Position annotation records
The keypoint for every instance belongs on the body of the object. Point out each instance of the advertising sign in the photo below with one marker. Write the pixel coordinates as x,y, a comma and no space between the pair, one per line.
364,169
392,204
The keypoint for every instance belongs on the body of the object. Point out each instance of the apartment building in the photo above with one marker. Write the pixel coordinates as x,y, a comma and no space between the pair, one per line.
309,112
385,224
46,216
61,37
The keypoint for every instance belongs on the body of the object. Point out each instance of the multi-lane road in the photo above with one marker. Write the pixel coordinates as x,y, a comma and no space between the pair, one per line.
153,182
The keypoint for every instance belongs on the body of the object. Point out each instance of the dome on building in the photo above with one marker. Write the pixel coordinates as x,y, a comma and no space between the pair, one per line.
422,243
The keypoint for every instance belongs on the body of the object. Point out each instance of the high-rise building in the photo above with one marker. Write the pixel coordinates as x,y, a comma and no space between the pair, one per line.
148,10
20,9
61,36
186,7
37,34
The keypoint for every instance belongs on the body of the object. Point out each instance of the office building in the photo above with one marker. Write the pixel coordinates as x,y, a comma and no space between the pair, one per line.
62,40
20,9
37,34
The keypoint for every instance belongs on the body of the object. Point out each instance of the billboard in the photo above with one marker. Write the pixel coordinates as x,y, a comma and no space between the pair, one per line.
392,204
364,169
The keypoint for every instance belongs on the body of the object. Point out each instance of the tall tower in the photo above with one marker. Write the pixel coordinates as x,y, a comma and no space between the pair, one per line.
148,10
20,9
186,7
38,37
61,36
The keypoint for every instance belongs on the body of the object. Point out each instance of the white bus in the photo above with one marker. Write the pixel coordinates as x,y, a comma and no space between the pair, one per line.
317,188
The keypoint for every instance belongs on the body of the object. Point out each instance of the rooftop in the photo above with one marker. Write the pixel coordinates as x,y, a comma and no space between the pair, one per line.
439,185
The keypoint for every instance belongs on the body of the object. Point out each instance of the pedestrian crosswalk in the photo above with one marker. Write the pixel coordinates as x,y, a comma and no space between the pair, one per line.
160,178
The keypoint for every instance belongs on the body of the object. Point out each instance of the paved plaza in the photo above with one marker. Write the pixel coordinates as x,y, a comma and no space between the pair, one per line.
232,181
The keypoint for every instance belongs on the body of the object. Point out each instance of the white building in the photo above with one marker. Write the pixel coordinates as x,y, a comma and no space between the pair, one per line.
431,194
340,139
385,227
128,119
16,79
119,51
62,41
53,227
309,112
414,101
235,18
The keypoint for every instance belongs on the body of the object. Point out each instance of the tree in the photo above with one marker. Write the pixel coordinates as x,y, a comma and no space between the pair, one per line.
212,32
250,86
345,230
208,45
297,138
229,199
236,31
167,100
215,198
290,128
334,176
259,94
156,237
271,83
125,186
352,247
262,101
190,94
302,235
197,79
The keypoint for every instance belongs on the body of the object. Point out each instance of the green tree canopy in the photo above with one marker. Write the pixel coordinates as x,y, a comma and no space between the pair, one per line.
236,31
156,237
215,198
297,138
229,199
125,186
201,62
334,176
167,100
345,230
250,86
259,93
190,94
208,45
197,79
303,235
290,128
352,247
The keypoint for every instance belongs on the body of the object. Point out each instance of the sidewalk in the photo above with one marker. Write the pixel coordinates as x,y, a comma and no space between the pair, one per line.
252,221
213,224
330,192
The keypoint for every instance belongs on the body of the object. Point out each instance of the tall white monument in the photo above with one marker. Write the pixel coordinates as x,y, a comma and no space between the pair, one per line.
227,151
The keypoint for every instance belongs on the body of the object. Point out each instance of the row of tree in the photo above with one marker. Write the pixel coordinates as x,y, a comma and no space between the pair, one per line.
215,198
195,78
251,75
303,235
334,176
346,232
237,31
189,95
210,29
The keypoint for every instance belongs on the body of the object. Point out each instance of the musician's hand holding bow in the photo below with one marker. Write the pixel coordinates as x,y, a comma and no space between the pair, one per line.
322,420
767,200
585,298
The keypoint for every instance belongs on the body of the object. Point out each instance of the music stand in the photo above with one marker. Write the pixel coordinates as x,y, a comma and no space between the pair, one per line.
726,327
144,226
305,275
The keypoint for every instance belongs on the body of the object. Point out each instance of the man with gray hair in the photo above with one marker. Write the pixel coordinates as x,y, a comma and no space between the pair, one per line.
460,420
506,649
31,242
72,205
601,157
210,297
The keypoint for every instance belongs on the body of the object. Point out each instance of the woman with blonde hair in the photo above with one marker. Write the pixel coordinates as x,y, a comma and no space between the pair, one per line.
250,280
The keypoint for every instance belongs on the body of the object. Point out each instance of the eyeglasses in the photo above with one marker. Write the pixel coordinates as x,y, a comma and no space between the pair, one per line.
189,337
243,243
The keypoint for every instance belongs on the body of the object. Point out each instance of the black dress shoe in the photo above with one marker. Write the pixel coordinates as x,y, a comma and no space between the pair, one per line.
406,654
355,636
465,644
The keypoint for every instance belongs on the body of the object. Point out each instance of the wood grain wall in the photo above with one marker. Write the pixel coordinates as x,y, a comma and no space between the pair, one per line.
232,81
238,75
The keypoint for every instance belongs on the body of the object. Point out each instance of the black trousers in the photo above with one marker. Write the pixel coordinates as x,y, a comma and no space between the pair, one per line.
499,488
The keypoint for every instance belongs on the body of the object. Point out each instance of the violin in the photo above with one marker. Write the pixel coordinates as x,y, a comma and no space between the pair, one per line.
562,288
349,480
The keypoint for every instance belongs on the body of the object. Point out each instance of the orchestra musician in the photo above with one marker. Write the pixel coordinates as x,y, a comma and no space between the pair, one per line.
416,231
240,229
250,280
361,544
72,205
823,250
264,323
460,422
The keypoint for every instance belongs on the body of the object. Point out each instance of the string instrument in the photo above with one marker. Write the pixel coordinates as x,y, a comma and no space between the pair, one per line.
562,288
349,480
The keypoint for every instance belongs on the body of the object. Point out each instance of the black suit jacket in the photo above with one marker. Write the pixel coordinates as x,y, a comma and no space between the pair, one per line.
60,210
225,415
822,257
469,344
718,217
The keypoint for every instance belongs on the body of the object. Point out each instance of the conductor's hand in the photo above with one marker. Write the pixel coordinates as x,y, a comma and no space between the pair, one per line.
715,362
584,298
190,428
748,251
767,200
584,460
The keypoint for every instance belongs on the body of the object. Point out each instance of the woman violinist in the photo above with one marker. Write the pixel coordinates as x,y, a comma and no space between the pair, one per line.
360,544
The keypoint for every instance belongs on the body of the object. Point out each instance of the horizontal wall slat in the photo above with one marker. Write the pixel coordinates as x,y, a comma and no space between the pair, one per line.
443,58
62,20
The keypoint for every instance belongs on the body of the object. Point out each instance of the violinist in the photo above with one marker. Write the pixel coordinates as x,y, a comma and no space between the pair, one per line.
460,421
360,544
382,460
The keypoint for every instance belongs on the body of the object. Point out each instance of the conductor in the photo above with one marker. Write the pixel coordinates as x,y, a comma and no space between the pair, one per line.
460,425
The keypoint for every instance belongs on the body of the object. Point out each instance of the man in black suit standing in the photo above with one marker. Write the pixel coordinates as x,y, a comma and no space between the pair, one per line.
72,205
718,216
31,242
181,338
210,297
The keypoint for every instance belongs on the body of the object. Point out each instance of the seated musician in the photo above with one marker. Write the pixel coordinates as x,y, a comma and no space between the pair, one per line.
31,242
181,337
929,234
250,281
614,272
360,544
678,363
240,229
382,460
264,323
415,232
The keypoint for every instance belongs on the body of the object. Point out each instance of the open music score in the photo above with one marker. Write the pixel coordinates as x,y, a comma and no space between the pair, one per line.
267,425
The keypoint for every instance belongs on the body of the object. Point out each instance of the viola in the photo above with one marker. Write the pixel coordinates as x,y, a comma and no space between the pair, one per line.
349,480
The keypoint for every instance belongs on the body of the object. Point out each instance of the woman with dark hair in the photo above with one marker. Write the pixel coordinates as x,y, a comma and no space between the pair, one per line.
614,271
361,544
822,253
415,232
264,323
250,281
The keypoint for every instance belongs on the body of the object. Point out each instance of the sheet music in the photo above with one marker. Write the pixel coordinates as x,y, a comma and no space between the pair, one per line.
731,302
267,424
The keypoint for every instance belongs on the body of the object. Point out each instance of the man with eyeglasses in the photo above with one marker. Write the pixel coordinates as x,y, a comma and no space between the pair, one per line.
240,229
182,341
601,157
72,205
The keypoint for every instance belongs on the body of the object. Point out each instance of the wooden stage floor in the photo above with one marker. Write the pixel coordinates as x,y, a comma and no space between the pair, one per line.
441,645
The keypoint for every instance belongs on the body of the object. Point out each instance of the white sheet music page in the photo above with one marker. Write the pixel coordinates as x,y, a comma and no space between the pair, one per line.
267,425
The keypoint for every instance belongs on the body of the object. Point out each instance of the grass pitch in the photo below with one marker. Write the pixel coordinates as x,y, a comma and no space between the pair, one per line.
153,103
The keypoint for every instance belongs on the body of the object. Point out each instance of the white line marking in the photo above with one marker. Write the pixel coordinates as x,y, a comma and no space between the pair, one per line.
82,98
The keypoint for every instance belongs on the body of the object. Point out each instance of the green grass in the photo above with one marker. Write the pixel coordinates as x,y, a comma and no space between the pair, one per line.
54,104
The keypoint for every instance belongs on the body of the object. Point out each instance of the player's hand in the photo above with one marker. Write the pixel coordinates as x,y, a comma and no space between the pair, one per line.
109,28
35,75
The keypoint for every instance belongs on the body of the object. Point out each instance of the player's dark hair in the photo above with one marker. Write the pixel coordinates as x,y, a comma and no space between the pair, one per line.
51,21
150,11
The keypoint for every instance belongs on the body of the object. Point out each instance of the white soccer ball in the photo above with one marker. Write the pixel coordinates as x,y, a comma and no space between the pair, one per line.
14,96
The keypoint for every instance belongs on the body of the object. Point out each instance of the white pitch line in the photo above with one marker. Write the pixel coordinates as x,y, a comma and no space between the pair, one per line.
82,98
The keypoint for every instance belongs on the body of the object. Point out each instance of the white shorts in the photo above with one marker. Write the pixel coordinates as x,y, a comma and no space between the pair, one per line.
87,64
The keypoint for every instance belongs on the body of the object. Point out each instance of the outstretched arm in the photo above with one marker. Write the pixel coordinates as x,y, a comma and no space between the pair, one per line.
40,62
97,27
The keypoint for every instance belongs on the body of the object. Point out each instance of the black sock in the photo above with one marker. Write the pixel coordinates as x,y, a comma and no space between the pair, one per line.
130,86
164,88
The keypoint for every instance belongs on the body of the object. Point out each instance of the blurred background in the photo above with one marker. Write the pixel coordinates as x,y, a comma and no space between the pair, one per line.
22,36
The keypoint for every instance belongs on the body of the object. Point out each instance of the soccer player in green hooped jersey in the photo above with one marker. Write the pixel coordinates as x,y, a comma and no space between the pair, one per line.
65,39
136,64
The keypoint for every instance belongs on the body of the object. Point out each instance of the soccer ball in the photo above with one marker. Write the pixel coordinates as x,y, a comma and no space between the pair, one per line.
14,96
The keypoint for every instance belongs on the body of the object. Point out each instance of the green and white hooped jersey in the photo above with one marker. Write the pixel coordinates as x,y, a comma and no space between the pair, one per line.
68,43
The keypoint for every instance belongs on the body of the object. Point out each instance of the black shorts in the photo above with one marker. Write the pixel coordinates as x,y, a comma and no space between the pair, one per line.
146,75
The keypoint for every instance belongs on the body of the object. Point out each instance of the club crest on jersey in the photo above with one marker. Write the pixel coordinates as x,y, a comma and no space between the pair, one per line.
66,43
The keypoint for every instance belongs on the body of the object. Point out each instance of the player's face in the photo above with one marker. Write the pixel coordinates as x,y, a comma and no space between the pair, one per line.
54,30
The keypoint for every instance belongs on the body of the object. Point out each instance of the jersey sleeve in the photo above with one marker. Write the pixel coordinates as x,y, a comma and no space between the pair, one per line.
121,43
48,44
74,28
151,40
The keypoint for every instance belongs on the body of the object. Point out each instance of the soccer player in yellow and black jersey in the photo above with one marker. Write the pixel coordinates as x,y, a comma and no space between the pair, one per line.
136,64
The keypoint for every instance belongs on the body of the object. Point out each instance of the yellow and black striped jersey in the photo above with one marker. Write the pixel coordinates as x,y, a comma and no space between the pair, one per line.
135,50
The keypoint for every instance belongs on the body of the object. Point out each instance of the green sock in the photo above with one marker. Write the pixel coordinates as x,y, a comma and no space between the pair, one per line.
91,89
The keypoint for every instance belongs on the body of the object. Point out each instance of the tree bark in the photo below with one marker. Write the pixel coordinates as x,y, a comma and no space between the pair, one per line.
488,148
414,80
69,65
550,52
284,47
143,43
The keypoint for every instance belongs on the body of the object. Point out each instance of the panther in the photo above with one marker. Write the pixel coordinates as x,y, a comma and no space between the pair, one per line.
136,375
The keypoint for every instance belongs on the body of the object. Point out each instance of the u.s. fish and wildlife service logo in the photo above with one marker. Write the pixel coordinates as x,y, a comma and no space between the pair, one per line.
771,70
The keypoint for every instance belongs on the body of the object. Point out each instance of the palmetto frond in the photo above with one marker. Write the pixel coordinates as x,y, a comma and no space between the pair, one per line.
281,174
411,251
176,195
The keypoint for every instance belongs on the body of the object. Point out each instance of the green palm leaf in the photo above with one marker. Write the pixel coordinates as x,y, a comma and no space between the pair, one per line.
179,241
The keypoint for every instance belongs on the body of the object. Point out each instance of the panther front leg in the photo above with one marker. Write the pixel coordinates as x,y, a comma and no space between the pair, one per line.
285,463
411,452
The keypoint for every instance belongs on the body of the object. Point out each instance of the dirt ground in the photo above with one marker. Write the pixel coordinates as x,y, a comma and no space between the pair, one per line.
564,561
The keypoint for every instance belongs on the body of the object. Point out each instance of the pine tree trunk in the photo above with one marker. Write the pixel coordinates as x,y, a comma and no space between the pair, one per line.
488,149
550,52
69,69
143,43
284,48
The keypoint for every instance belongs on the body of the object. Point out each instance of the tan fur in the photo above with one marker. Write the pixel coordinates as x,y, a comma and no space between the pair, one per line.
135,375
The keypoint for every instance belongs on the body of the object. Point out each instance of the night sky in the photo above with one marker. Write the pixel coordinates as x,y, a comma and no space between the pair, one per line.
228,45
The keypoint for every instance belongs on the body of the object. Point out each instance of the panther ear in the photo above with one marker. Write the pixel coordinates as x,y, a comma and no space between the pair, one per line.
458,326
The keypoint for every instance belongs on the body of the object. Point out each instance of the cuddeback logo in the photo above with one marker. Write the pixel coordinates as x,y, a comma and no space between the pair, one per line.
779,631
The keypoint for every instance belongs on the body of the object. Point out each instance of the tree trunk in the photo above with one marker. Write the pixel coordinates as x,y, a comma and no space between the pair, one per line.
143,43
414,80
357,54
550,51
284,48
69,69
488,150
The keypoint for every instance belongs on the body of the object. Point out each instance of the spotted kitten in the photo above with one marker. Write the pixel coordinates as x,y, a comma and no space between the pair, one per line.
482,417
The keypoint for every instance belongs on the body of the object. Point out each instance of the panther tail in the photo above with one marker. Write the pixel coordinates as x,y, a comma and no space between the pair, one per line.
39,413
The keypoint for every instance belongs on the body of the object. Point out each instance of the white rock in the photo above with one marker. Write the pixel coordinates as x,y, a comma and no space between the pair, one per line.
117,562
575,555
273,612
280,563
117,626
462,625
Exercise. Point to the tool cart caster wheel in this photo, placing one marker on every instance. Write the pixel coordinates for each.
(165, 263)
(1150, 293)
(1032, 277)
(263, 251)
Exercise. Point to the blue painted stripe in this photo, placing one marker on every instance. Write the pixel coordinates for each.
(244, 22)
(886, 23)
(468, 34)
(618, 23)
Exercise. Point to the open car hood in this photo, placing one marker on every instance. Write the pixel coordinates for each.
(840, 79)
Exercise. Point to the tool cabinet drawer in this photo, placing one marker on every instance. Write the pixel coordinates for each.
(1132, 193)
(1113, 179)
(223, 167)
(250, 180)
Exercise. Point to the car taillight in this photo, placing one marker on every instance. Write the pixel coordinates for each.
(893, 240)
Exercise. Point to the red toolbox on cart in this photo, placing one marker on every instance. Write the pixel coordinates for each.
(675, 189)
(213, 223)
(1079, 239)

Aim of the exercise:
Quote exactly the line containing "Exercise. Point to the open" and every later line through the end of the listing, and no other lines.

Finished answer:
Exercise. Point to the open car hood in this photo, placing one marker on every instance. Write the pixel coordinates for each.
(840, 79)
Exercise. Point to the tool cabinet drawer in this photo, placing one marker on every instance. Write the pixel coordinates for each.
(1132, 193)
(1113, 179)
(223, 167)
(250, 180)
Exercise. Point to the car taillight in this photo, placing one marker on every instance. Write the pixel coordinates for each.
(893, 240)
Exercise. Point to the red toolbox on cart in this photo, placing one marker on every instance. Write the pixel coordinates for each.
(675, 189)
(213, 223)
(1079, 239)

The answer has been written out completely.